**Required task**. Print all of the data below verbatim, leaving out the picture.

**Task input**.
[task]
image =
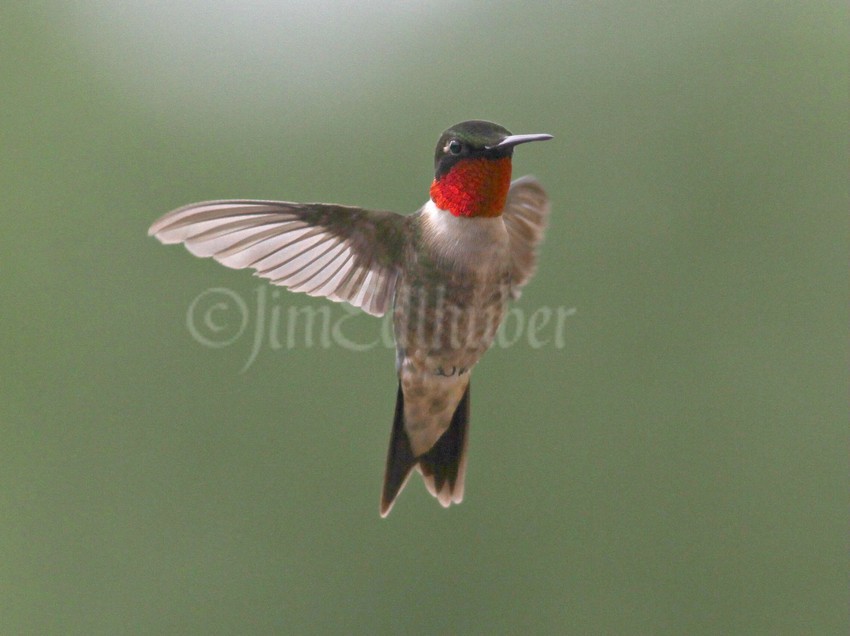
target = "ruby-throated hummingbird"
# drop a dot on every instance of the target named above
(446, 272)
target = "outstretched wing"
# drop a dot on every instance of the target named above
(342, 253)
(526, 215)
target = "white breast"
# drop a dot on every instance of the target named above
(467, 242)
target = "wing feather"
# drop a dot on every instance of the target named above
(342, 253)
(526, 216)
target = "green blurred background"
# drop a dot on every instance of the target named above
(679, 466)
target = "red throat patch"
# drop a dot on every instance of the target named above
(474, 187)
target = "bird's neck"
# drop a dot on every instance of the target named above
(475, 187)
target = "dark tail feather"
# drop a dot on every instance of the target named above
(400, 459)
(442, 467)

**Exercise response**.
[task]
image =
target = "ruby-throated hummingbird"
# drop a dot on every instance of the target named above
(446, 272)
target = "outstretched wing"
# drop a dot on every instance of the target named above
(342, 253)
(526, 215)
target = "white breast"
# drop a dot on every instance of the target named above
(467, 242)
target = "wing feather"
# drop a dot on every instance of the target named above
(342, 253)
(526, 216)
target = "green blurred background"
# drop a dot on every instance of the target named above
(679, 466)
target = "red throat patch"
# drop a dot on every instance of the target named above
(474, 187)
target = "bird's neck"
# drop a dot on every instance of the target named above
(475, 187)
target = "dark tail feather"
# drop a dot on every instance of the target named above
(400, 459)
(442, 467)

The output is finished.